→ 正文部分:
────
矽(Si)基板與砷化鎵(GaAs)薄膜所構成的層狀異質結構，可以結合電子與光學元件的優點於單一系統內，但採用這種異質結構會間接導致元件內部產生大量缺陷，嚴重影響薄膜的品質與光電性能，因此元件中薄膜之機械性質量測顯得格外重要。本文即利用分子動力學(Molecular Dynamics, MD)模擬GaAs/Si結構之奈米壓痕(Nanoindentation)機制，藉以了解GaAs薄膜之機械特性。
經過模擬分析之後，發現GaAs薄膜之硬度與楊氏係數會隨著薄膜厚度的增加而降低；隨著壓痕深度的加深而變大，意即基板效應會隨著薄膜厚度增加而減小；隨著壓痕深度加深而變大，估計薄膜厚度須達奈米壓痕深度的10倍以上才能消除基板效應，隨後本文利用King的理論求得較接近薄膜真實的楊氏係數。而壓痕過程中薄膜由彈性變形轉變成塑性變形的Pop-in現象，在力量位移曲線中均能清楚的呈現出來。此外本文也在兩材料的介面處發現部分因差排而導致的滑移線，呈現出與現實相同的物理現象。
────
(已存條目)
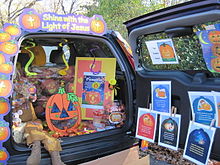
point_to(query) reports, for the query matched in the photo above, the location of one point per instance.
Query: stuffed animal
(23, 112)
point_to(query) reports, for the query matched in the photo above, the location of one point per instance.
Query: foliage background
(115, 12)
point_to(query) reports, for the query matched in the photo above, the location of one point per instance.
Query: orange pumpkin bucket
(4, 131)
(63, 112)
(4, 106)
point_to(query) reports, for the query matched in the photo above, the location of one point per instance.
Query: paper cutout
(104, 65)
(162, 51)
(210, 42)
(198, 143)
(169, 131)
(161, 96)
(31, 21)
(93, 90)
(203, 107)
(217, 105)
(146, 124)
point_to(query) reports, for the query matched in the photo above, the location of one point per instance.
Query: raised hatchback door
(179, 47)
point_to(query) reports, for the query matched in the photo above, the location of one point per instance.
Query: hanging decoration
(31, 21)
(8, 49)
(63, 112)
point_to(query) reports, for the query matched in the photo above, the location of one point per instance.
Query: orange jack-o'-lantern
(97, 25)
(4, 36)
(5, 88)
(216, 64)
(93, 97)
(31, 20)
(166, 52)
(63, 112)
(2, 59)
(13, 30)
(3, 154)
(4, 106)
(9, 47)
(214, 36)
(216, 49)
(147, 120)
(4, 131)
(6, 68)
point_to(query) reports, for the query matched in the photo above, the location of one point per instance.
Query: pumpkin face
(13, 30)
(216, 64)
(62, 115)
(4, 106)
(97, 25)
(2, 59)
(147, 120)
(216, 49)
(214, 36)
(3, 155)
(4, 36)
(9, 48)
(5, 88)
(167, 52)
(31, 21)
(6, 68)
(93, 97)
(4, 133)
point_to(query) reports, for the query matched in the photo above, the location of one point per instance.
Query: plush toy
(23, 96)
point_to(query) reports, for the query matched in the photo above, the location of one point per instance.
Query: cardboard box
(126, 157)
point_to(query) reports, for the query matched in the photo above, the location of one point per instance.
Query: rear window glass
(189, 50)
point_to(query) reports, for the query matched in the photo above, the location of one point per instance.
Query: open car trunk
(46, 88)
(187, 28)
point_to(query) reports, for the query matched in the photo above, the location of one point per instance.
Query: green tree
(116, 12)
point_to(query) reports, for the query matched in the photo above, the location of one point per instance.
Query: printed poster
(209, 40)
(93, 90)
(146, 124)
(202, 106)
(217, 104)
(199, 143)
(101, 68)
(161, 96)
(169, 130)
(162, 51)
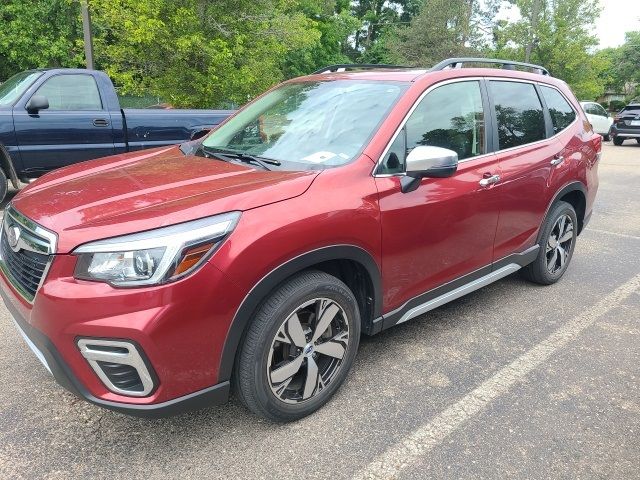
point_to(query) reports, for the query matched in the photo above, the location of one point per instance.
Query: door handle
(101, 122)
(485, 182)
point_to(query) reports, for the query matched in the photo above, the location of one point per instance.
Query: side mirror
(427, 161)
(37, 103)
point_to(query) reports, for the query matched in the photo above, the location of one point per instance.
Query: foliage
(218, 53)
(39, 33)
(442, 28)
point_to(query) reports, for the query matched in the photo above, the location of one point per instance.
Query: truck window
(71, 92)
(13, 88)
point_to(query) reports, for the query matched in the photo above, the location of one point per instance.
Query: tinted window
(561, 112)
(592, 108)
(519, 113)
(451, 117)
(71, 92)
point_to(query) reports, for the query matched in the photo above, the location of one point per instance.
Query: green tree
(199, 53)
(442, 29)
(39, 33)
(558, 35)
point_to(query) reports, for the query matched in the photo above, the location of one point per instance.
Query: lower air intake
(120, 366)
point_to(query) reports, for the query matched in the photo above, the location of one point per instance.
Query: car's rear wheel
(557, 242)
(299, 347)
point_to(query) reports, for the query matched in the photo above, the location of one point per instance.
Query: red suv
(334, 205)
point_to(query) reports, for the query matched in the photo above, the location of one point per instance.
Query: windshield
(12, 89)
(312, 124)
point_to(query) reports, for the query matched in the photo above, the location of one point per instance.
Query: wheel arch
(352, 264)
(574, 193)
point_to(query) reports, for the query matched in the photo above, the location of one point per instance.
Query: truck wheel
(557, 242)
(299, 348)
(4, 185)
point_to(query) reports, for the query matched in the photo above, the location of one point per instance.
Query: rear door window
(562, 113)
(518, 112)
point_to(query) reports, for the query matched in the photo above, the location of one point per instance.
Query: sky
(617, 17)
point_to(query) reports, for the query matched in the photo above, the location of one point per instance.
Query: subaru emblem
(13, 237)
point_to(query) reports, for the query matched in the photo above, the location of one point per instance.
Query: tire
(4, 185)
(554, 257)
(275, 346)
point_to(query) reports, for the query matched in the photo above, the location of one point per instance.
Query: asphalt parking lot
(512, 381)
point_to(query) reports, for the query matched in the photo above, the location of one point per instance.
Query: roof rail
(341, 67)
(506, 64)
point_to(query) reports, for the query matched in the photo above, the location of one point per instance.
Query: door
(533, 160)
(445, 228)
(74, 128)
(599, 118)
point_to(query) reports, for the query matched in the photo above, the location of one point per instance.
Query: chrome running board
(460, 291)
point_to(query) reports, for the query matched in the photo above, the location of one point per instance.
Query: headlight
(156, 256)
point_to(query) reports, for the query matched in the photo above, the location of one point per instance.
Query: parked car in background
(57, 117)
(626, 124)
(337, 204)
(598, 117)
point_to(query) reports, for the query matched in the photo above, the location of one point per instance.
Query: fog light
(119, 365)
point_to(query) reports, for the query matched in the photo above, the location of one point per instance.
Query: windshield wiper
(228, 155)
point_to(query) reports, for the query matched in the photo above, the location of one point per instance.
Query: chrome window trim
(478, 157)
(37, 231)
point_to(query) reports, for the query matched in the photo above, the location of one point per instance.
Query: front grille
(25, 252)
(26, 268)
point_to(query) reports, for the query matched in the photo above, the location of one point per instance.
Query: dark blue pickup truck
(55, 117)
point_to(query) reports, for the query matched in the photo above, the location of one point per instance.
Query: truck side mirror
(37, 103)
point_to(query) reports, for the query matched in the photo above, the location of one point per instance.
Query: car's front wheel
(557, 242)
(299, 347)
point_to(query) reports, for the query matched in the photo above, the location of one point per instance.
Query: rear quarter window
(562, 113)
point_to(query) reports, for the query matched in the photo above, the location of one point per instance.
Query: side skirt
(458, 288)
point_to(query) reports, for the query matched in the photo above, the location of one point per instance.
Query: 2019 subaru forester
(335, 205)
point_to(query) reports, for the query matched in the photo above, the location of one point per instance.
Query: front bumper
(180, 327)
(47, 353)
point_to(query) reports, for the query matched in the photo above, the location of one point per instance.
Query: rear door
(75, 127)
(536, 150)
(445, 228)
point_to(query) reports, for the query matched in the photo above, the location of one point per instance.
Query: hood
(149, 189)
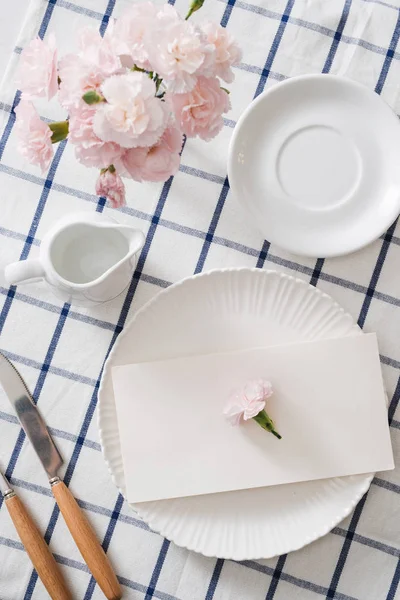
────
→ 必做任務:
1. 請逐字複製奈米壓痕一文中介於“經過模擬分析之後，發現GaA”與“呈現出與現實相同的物理現象。”之間的文字，首尾兩處皆包括在內。
2. 奈米壓痕一文中有哪些寫在括號裡的英文標注？請全部列出。

→ 各題答案:
1.
經過模擬分析之後，發現GaAs薄膜之硬度與楊氏係數會隨著薄膜厚度的增加而降低；隨著壓痕深度的加深而變大，意即基板效應會隨著薄膜厚度增加而減小；隨著壓痕深度加深而變大，估計薄膜厚度須達奈米壓痕深度的10倍以上才能消除基板效應，隨後本文利用King的理論求得較接近薄膜真實的楊氏係數。而壓痕過程中薄膜由彈性變形轉變成塑性變形的Pop-in現象，在力量位移曲線中均能清楚的呈現出來。此外本文也在兩材料的介面處發現部分因差排而導致的滑移線，呈現出與現實相同的物理現象。

2.
Si
GaAs
Molecular Dynamics, MD
Nanoindentation